- **Written instruction**:
In the entries below, find the line containing "point: stone paving". Copy it and all lines after it, exactly, through the end.

--- START OF Input rows ---

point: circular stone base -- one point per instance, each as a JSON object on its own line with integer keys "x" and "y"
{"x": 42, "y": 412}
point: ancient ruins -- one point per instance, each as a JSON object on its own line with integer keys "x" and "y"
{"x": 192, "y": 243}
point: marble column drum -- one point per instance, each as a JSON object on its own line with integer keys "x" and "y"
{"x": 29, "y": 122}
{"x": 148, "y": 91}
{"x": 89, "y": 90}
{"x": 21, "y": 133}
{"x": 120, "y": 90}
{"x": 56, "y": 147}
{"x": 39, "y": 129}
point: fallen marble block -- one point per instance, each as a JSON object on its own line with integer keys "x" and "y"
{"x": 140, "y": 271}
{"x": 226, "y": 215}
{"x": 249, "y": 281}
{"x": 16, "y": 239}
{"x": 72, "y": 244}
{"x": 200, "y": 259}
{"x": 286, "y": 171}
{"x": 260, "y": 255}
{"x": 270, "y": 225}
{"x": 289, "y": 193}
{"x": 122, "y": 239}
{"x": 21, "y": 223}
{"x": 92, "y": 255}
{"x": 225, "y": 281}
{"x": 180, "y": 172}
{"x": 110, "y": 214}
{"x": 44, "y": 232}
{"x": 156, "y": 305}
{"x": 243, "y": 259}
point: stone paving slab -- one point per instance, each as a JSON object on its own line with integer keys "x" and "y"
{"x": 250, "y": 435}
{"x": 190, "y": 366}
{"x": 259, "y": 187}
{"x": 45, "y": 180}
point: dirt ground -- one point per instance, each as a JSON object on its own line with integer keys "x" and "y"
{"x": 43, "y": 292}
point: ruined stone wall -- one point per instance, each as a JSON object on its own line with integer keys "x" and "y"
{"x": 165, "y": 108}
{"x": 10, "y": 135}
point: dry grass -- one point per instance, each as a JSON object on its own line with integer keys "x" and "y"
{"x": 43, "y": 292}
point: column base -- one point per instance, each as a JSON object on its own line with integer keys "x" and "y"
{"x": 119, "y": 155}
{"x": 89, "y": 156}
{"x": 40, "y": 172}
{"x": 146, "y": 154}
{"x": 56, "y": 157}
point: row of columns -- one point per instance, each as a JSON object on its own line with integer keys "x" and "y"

--- END OF Input rows ---

- **Expected answer**:
point: stone paving slab -- one point per instance, each as a JSON object on its own line with integer keys "x" and "y"
{"x": 250, "y": 435}
{"x": 190, "y": 366}
{"x": 259, "y": 187}
{"x": 45, "y": 180}
point: dirt ground -- one point per instance, each as a JSON object on its own line with integer keys "x" and "y"
{"x": 43, "y": 292}
point: ruined stone wall -- one point per instance, each as a JSON object on its own line with integer keys "x" and "y"
{"x": 165, "y": 108}
{"x": 10, "y": 135}
point: dry grass -- one point per instance, each as a JSON object on its own line with integer keys "x" and "y"
{"x": 43, "y": 292}
point: column base -- one point per instance, each as a JSON object on its own line with integer keys "x" and "y"
{"x": 119, "y": 155}
{"x": 89, "y": 156}
{"x": 40, "y": 172}
{"x": 146, "y": 154}
{"x": 56, "y": 157}
point: row of columns -- one point per instance, each as a JSON object on its own line with integer keys "x" and "y"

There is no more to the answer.